— Фрагмент текста —

Топос субъекта как таковой позволяет последнему поступать ответственно, но ответственный осознанный выбор собственного то-поса может придать некую устойчивую определенность этому топосу даже в том случае, если его основные аксиологические узлы и не находят свою укорененность в онтологии. «Уж если я ликвидировал бога-отца, - пишет Жан-Поль Сартр, - то должен же кто-нибудь изоб-
Аксиологический релятивизм и современная дистопия Эроса
63
ретать ценности. Нужно принимать вещи такими, как они есть. И, кроме того, сказать, что мы изобретаем ценности, - значит утверждать лишь то, что жизнь не имеет априорного смысла. Пока вы не живете своей жизнью, она ничего собой не представляет, вы сами должны придать ей смысл, а ценность есть не что иное, как этот выбираемый вами смысл» [9, с. 342]. Опыт бытия без Бога (или «как если бы Бога не было»), конечно же, дает человеку значительно большую свободу в утверждении новых ценностей и ревизии старых, однако возросшая свобода несет с собой возросшую ответственность: например, заявляя, что
человек обладает абсолютной свободой, Ж.-П. Сартр выводит из нее и абсолютную ответственность субъекта. Человек ответственен за любой свой выбор, в том числе и за свой отказ выбирать, за отказ быть свободным. Он отвечает за все, что он делает, но также и за все, что он не сделал. Более того, он несет ответственность за все, что с ним происходит, но, кроме того, за все, что происходит с другими людьми (даже если речь идет о событиях, протекающих на другой стороне земного шара, - ведь ты мог бы быть там), а также за все, что с ними не происходит (а, возможно, могло бы). Собственно, в этом и коренится подлинный гуманизм экзистенциализма.
После ухода концепта Бога с системообразующих позиций в ценностном измерении все ключевые точки, определяющие топос субъекта, в том числе и субъекта Эроса, обретаются по эту сторону метафизики, но если для сверхчеловека Ф. Ницше, абсурдного человека А. Камю или экзистенциалиста Ж.-П. Сартра эти точки подразумевали осмысленный и ответственный выбор собственного топоса, то курс, который приняли реальные исторические процессы, формировавшие современную социокультурную реальность, во многом утвердил, скорее, позицию последнего человека Ф. Ницше. Кредо «счастье найдено нами» находит свое воплощение в самодовольстве и душевной герметичности человека массы, как его описывает Хосе Ортега-и-Гассет [10].

[Строки из набора данных]
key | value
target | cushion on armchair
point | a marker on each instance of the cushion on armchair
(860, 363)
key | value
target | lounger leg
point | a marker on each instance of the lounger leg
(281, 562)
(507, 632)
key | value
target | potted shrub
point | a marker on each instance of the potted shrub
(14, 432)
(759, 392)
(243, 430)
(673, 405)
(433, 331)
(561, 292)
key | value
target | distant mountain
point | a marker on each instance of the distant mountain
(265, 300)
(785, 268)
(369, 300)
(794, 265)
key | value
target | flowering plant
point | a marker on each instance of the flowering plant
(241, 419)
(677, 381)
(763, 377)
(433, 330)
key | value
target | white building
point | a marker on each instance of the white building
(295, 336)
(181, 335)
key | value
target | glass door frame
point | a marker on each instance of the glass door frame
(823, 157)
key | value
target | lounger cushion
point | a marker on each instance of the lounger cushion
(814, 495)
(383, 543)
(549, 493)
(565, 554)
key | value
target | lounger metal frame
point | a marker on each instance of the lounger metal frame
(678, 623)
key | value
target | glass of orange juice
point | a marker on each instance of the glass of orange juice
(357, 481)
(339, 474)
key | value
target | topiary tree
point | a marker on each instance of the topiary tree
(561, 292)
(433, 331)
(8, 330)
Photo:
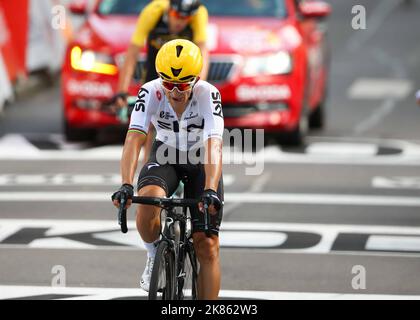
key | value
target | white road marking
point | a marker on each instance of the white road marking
(342, 149)
(10, 292)
(320, 239)
(245, 197)
(367, 88)
(396, 182)
(397, 243)
(16, 143)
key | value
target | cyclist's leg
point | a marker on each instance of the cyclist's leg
(206, 248)
(154, 181)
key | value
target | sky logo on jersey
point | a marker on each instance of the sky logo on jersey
(152, 165)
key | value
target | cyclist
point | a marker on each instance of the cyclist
(159, 22)
(187, 115)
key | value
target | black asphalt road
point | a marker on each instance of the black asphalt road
(349, 199)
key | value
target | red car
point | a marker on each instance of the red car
(268, 58)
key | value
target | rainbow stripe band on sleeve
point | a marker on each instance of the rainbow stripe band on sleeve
(138, 131)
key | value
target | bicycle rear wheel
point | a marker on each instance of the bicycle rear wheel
(187, 275)
(162, 282)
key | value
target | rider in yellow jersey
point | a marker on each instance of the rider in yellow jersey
(159, 22)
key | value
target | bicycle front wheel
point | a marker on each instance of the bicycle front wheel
(162, 282)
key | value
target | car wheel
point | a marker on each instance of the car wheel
(317, 117)
(78, 134)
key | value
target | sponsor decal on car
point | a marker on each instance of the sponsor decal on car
(89, 88)
(265, 92)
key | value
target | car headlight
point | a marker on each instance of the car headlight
(91, 61)
(278, 63)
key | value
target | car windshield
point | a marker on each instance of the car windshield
(246, 8)
(124, 7)
(233, 8)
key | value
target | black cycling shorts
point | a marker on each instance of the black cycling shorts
(168, 175)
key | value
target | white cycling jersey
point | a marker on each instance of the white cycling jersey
(202, 118)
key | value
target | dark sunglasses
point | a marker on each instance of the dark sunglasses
(176, 14)
(181, 86)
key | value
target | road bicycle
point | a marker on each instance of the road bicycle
(175, 269)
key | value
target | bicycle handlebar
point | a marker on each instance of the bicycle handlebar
(165, 202)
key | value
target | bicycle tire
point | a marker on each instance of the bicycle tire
(187, 283)
(162, 282)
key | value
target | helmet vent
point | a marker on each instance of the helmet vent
(176, 72)
(179, 50)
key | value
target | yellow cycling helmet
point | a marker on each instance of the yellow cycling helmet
(179, 60)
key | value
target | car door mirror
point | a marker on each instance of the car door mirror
(314, 9)
(78, 7)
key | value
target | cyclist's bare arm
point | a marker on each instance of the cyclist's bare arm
(148, 145)
(205, 54)
(132, 146)
(127, 71)
(213, 162)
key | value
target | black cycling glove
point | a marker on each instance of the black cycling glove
(126, 190)
(210, 197)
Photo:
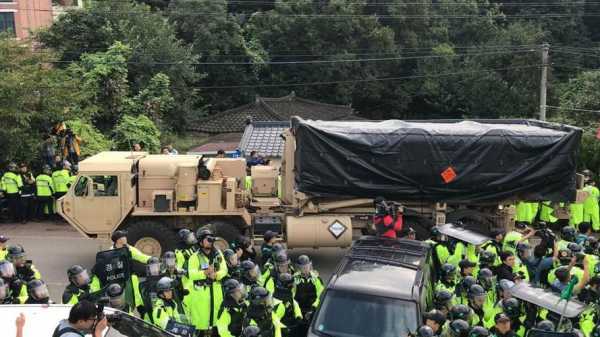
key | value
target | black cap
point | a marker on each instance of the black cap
(269, 235)
(466, 264)
(501, 317)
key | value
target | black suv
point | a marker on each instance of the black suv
(380, 289)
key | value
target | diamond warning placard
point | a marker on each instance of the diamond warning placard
(448, 175)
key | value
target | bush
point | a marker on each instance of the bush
(137, 129)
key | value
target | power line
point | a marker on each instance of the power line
(375, 79)
(401, 58)
(358, 16)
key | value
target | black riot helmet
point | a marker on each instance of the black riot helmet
(187, 237)
(448, 272)
(487, 258)
(511, 307)
(460, 311)
(251, 331)
(78, 276)
(459, 328)
(568, 233)
(486, 278)
(545, 325)
(479, 331)
(425, 331)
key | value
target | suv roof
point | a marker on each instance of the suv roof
(382, 267)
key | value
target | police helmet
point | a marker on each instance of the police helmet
(487, 258)
(590, 245)
(164, 284)
(259, 296)
(37, 289)
(442, 297)
(118, 234)
(436, 316)
(187, 236)
(303, 260)
(479, 331)
(460, 311)
(568, 233)
(227, 253)
(114, 290)
(476, 290)
(247, 265)
(467, 282)
(596, 331)
(459, 328)
(486, 278)
(511, 307)
(251, 331)
(230, 286)
(7, 269)
(545, 325)
(15, 252)
(448, 270)
(204, 233)
(425, 331)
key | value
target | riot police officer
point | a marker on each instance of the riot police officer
(37, 291)
(78, 287)
(25, 269)
(285, 306)
(309, 286)
(232, 313)
(448, 278)
(165, 308)
(250, 275)
(233, 264)
(260, 313)
(188, 245)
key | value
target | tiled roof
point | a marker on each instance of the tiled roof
(264, 138)
(272, 109)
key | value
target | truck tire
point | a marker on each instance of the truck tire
(152, 238)
(226, 230)
(473, 220)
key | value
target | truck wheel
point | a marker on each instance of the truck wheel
(473, 220)
(228, 231)
(152, 238)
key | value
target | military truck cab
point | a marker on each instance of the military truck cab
(152, 196)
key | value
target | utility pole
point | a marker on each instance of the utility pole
(544, 81)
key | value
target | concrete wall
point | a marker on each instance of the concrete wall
(29, 15)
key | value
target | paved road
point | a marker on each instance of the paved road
(54, 247)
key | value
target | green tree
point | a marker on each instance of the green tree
(136, 129)
(153, 42)
(34, 97)
(92, 141)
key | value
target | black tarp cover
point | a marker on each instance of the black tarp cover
(438, 161)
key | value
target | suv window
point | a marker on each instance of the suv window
(378, 316)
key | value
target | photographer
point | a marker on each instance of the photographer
(387, 218)
(84, 318)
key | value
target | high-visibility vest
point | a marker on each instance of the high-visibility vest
(11, 183)
(61, 179)
(44, 185)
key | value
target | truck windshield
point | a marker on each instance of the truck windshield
(345, 314)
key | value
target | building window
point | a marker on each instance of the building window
(7, 22)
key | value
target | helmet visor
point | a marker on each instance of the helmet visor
(7, 270)
(41, 292)
(82, 279)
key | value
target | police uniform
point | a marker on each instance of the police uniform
(206, 295)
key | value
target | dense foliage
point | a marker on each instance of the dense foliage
(176, 61)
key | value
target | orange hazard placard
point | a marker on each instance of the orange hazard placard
(448, 175)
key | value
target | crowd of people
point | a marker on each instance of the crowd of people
(236, 292)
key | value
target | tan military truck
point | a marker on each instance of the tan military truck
(322, 195)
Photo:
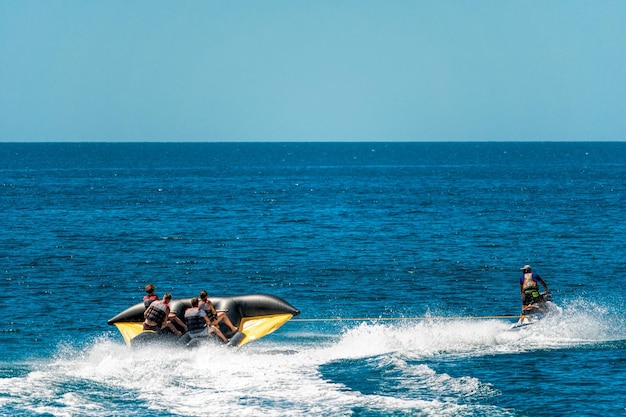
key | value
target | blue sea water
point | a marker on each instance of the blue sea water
(402, 257)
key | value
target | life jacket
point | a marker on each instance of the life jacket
(529, 282)
(205, 305)
(156, 312)
(148, 299)
(195, 319)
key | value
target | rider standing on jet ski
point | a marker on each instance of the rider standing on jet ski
(529, 287)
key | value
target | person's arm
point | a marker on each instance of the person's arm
(542, 282)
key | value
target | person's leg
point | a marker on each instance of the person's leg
(223, 317)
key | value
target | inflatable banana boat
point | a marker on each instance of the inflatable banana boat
(256, 315)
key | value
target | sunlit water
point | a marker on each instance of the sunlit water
(428, 238)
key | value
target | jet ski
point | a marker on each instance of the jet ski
(536, 311)
(256, 315)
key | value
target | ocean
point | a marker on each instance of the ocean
(403, 258)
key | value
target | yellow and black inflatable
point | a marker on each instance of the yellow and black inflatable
(256, 315)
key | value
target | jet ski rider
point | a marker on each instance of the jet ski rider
(529, 287)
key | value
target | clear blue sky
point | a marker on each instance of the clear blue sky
(313, 70)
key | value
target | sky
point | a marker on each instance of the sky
(317, 70)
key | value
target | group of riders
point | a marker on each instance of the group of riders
(201, 320)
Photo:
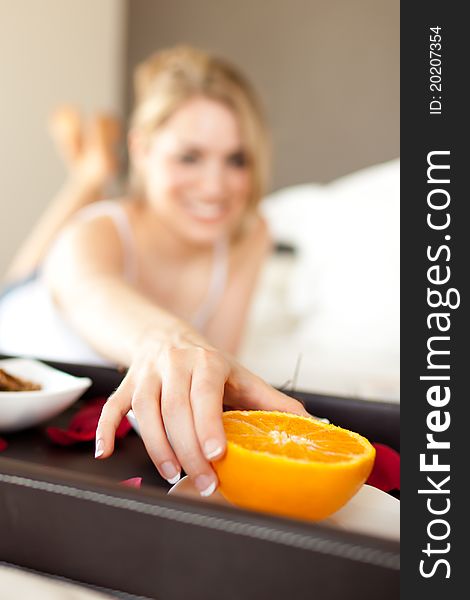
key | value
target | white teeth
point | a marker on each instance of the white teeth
(210, 211)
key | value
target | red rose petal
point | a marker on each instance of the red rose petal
(386, 472)
(82, 426)
(132, 482)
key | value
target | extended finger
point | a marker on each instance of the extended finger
(114, 410)
(206, 396)
(146, 407)
(179, 424)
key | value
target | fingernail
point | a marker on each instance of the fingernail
(170, 472)
(205, 484)
(99, 449)
(212, 449)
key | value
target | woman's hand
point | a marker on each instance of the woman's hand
(177, 392)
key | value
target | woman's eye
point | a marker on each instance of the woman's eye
(188, 158)
(237, 160)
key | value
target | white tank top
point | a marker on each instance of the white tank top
(31, 324)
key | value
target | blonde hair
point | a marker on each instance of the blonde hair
(170, 77)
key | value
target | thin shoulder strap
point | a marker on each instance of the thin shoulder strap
(116, 211)
(217, 284)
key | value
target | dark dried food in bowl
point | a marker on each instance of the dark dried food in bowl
(10, 383)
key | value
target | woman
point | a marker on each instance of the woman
(161, 281)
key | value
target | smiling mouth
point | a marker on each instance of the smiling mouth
(207, 212)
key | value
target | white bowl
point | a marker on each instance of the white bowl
(370, 511)
(19, 410)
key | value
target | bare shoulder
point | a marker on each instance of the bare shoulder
(256, 243)
(89, 245)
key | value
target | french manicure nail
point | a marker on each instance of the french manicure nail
(205, 484)
(99, 449)
(212, 449)
(170, 472)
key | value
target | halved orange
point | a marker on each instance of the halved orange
(290, 465)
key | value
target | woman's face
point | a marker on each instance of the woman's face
(196, 174)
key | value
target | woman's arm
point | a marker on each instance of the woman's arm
(177, 381)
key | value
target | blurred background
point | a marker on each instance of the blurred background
(328, 73)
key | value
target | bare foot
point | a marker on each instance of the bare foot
(89, 151)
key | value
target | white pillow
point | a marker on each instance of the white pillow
(337, 302)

— Задание 1 —
Процитируйте часть фрагмента о Сартре от слов «После ухода концепта» до слов «Хосе Ортега-и-Гассет [10].» включительно.
— Задание 2 —
В каких строках встречается слово «photographer»? Выпишите все такие строки с учетом регистра.
Фрагмент о Сартре и строки никак не связаны между собой.

— Решение 1 —
После ухода концепта Бога с системообразующих позиций в ценностном измерении все ключевые точки, определяющие топос субъекта, в том числе и субъекта Эроса, обретаются по эту сторону метафизики, но если для сверхчеловека Ф. Ницше, абсурдного человека А. Камю или экзистенциалиста Ж.-П. Сартра эти точки подразумевали осмысленный и ответственный выбор собственного топоса, то курс, который приняли реальные исторические процессы, формировавшие современную социокультурную реальность, во многом утвердил, скорее, позицию последнего человека Ф. Ницше. Кредо «счастье найдено нами» находит свое воплощение в самодовольстве и душевной герметичности человека массы, как его описывает Хосе Ортега-и-Гассет [10].

— Решение 2 —
target | photographer
point | a marker on each instance of the photographer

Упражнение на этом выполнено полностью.